Die zweite Rechtfertigung ist diejenige einer humanitären Intervention mit militärischen Mitteln wie dies insbesondere in den Art. 41-43 UNO-Charta geregelt ist. Allerdings ist das eine Massnahme, die vom UNO-Sicherheitsrat beschlossen werden muss. Rein rechtlich gesehen, fällt diese Rechtfertigung für Russland also ebenfalls ins Wasser. Es beruft sich dabei auf die Konvention gegen Völkermord von 1948.[6] Neben dem, dass die Bezichtigung der Ukraine des Völkermords mit ziemlicher Gewissheit jeder Grundlage entbehren und momentan auf Gesuch der Ukraine vom Internationalen Gerichtshof untersucht wird, verlangt auch diese den Weg über den UNO-Sicherheitsrat für eine humanitäre Interaktion. Aus ethischer Warte ist ein gerechter oder moralisch legitimer Grund (just cause) eine notwendige Bedingung für die legitime Teilnahme an einem bewaffneten Konflikt.[7] Es könnte also theoretisch (aber auch bestrittenermassen) moralisch legitime humanitäre Interventionen geben, die nicht vom UNO-Sicherheitsrat abgesegnet sind.[8] Hier spielt das allerdings keine Rolle, denn für Russland gibt es keinen ersichtlich gerechten Grund für diesen Angriff. Daher hat Russland gegen Jus ad Bellum sowohl aus ethischer als auch aus rechtlicher Perspektive verletzt.


Jus in Bello. Gemäss der ethischen Position, welche die Unabhängigkeit von Jus ad Bellum und Jus in Bello zurückweist, begeht Russland mit jedem Tod und jedem anderweitigen Schaden, den es in diesem Krieg herbeiführt ein moralisches Verbrechen. Für einen ungerechten Krieg gibt es keine gerechten Mittel. Diese Ansicht vertreten beispielsweise die Philosophinnen Helen Frowe und Jovana Davidovic in ihren Beiträgen bei DailyNous.[9]

Nach internationalem Recht und der es stützenden ethischen Tradition hätte Russland zwar Jus ad Bellum verletzt, aber bezüglich Jus in Bello unschuldig bleiben können. Mittlerweile werden von Russland allerdings eklatante Kriegsverbrechen[10] begangen und damit macht es sich wiederum sowohl moralischer als auch rechtlicher Vergehen schuldig. Ich möchte hier nur einige Beispiele nennen anhand des ersten Zusatzprotokolls zu den Genferkonventionen (ZPI), das Russland ebenfalls ratifiziert hat[11] und Vorfällen, die man aus den Nachrichten vernommen hat.

(AUFGABE A) Finde unten alle Zeilen, in denen die Zeichenfolge "green" vorkommt. Schreibe jede dieser Zeilen vollständig ab.

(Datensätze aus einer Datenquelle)
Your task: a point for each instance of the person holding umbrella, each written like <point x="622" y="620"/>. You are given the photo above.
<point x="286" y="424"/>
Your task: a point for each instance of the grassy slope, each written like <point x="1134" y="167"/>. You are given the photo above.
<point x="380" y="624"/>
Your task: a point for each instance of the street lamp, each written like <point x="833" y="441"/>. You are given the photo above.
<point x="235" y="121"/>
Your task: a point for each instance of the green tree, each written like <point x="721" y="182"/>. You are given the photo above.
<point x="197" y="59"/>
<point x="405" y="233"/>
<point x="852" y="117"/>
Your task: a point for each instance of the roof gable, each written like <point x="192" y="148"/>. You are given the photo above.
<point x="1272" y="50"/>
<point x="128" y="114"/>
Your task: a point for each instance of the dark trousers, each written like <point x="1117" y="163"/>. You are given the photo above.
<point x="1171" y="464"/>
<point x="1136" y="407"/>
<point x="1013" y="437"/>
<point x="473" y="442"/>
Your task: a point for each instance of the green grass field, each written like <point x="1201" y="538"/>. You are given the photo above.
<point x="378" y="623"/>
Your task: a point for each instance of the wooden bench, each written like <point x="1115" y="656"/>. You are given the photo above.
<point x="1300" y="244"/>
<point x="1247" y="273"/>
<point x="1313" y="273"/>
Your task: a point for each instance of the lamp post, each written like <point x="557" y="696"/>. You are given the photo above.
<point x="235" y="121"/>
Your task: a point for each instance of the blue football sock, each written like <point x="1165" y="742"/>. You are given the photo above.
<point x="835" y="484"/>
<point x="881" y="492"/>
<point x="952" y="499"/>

---

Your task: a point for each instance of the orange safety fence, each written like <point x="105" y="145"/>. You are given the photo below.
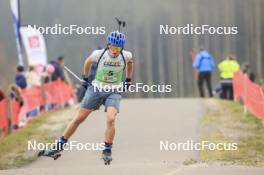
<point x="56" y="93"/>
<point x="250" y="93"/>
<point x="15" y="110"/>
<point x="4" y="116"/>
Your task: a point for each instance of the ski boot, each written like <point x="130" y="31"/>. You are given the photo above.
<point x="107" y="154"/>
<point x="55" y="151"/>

(AUFGABE B) Tippe aus dem Text über Russlands Krieg gegen die Ukraine alles von "Nach internationalem Recht" bis hinunter zu "Nachrichten vernommen hat." wortgetreu ab.

(RICHTIGE ANTWORT A)
Your task: a point for each instance of the green tree, each written like <point x="721" y="182"/>. You are given the photo above.
Your task: a point for each instance of the green grass field, each written like <point x="1201" y="538"/>. You are given the photo above.

(RICHTIGE ANTWORT B)
Nach internationalem Recht und der es stützenden ethischen Tradition hätte Russland zwar Jus ad Bellum verletzt, aber bezüglich Jus in Bello unschuldig bleiben können. Mittlerweile werden von Russland allerdings eklatante Kriegsverbrechen[10] begangen und damit macht es sich wiederum sowohl moralischer als auch rechtlicher Vergehen schuldig. Ich möchte hier nur einige Beispiele nennen anhand des ersten Zusatzprotokolls zu den Genferkonventionen (ZPI), das Russland ebenfalls ratifiziert hat[11] und Vorfällen, die man aus den Nachrichten vernommen hat.